- **EXCERPT TO READ**:
···
The main catalyst behind the selloff seemed to be a report showing China’s manufacturing sector contracted slightly in January, rather than inching ahead, as expected. That caused a steep, 1.5% drop in the Hang Seng index, and set the stage for today’s market uneasiness.

Truth be told, the modest reversal in China’s manufacturing sector is only a partial down payment for the camp that is negative on that country’s near-term prospects. The bears see a nation short of consumer buying power to follow up on what has been a dazzling ride in attaining its status as the world’s second largest economy in a relatively short space of time. And that line of thinking has some validity. But we also note that the United States has gone through many boom-and-bust cycles on its way to becoming the world’s great economic power. It would be unusual if China did not have a few bumps in the road in its own journey. Overall, the poor reaction to China’s manufacturing data was likely partly owing for the need to take profits after the big run-up in stocks over the past few years.
···
- **RECORDED DATA**:
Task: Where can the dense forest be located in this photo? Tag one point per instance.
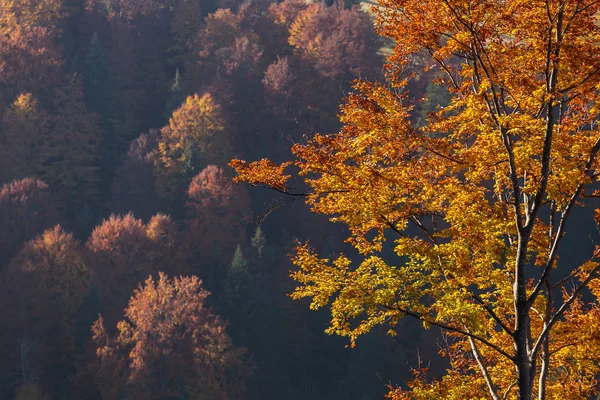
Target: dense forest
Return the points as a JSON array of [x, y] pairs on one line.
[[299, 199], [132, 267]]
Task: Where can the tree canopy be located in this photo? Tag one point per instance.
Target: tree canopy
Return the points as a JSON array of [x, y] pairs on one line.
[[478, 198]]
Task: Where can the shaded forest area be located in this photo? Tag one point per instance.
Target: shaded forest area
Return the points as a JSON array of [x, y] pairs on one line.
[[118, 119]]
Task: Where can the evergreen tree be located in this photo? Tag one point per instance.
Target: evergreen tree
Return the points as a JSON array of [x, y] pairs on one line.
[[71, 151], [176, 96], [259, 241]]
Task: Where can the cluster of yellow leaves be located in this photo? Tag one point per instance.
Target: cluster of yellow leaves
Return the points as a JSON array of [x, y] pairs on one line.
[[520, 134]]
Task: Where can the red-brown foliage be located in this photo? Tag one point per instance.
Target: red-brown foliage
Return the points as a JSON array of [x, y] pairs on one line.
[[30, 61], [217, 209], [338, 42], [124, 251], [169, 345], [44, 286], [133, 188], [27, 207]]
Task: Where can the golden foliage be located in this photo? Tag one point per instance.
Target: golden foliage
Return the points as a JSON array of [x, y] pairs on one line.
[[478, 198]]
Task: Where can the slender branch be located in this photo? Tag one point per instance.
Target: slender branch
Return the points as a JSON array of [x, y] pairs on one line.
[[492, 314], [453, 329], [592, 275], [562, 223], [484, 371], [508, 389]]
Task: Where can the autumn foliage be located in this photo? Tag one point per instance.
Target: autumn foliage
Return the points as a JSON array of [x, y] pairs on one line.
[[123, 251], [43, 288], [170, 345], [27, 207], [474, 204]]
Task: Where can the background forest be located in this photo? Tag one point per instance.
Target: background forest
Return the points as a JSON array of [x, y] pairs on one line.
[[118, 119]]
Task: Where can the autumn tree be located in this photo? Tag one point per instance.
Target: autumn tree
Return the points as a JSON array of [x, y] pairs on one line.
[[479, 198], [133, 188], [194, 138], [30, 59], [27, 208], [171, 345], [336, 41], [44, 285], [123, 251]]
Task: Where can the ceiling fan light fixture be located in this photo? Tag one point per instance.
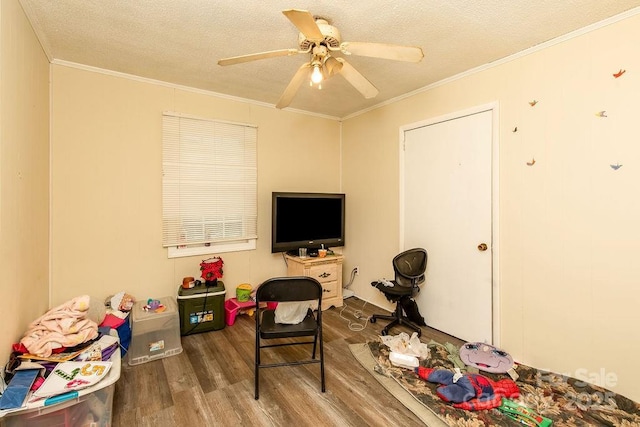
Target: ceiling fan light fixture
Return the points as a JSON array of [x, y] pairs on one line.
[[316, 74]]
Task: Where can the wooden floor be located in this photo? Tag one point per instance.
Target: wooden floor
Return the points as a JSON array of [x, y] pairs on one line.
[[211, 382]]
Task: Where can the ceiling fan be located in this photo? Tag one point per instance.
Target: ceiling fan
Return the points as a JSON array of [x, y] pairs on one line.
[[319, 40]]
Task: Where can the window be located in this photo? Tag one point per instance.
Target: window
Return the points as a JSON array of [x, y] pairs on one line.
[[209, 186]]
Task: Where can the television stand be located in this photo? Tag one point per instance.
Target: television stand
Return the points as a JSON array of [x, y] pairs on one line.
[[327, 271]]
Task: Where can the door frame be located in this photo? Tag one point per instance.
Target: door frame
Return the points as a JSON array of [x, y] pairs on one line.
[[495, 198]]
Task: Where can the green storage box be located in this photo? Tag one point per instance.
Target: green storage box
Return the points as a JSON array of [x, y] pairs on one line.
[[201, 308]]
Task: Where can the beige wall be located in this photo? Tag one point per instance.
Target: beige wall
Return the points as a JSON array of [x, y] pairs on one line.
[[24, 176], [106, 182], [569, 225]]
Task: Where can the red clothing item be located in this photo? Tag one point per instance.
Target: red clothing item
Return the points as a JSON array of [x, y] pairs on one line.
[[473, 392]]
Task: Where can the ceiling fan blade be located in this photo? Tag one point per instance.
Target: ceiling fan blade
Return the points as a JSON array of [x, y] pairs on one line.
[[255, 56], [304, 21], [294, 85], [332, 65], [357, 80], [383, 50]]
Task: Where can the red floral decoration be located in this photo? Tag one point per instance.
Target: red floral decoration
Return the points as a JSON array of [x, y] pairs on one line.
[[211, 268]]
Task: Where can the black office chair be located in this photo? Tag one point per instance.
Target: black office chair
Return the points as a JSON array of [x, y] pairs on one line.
···
- **TASK REQUIREMENTS**:
1) Write out the part of the passage on China's manufacturing report starting with "Truth be told, the" and going on through "past few years.".
2) Multiply every point coordinate in the answers of the listing by 0.9, starting with the line with "Task: Where can the slender" and going on through the line with "[[123, 251], [43, 288], [170, 345], [27, 207], [474, 204]]", and round to whole numbers with halves going up. Give all of those lines again, requests included, and nothing else.

- **RESULTS BY TASK**:
1)
Truth be told, the modest reversal in China’s manufacturing sector is only a partial down payment for the camp that is negative on that country’s near-term prospects. The bears see a nation short of consumer buying power to follow up on what has been a dazzling ride in attaining its status as the world’s second largest economy in a relatively short space of time. And that line of thinking has some validity. But we also note that the United States has gone through many boom-and-bust cycles on its way to becoming the world’s great economic power. It would be unusual if China did not have a few bumps in the road in its own journey. Overall, the poor reaction to China’s manufacturing data was likely partly owing for the need to take profits after the big run-up in stocks over the past few years.

2)
Task: Where can the slender branch be located in this photo? Tag one point per instance.
Target: slender branch
Return the points as a JSON array of [x, y] pairs on one line.
[[443, 283], [408, 296], [533, 248], [506, 201], [436, 334], [457, 350]]
Task: Where can the autumn foliage be located in this photo? Tag one point per instance.
Target: autumn foliage
Return the points as a JSON array of [x, y] pairs on one line.
[[111, 226], [39, 259], [153, 311], [24, 186], [427, 184]]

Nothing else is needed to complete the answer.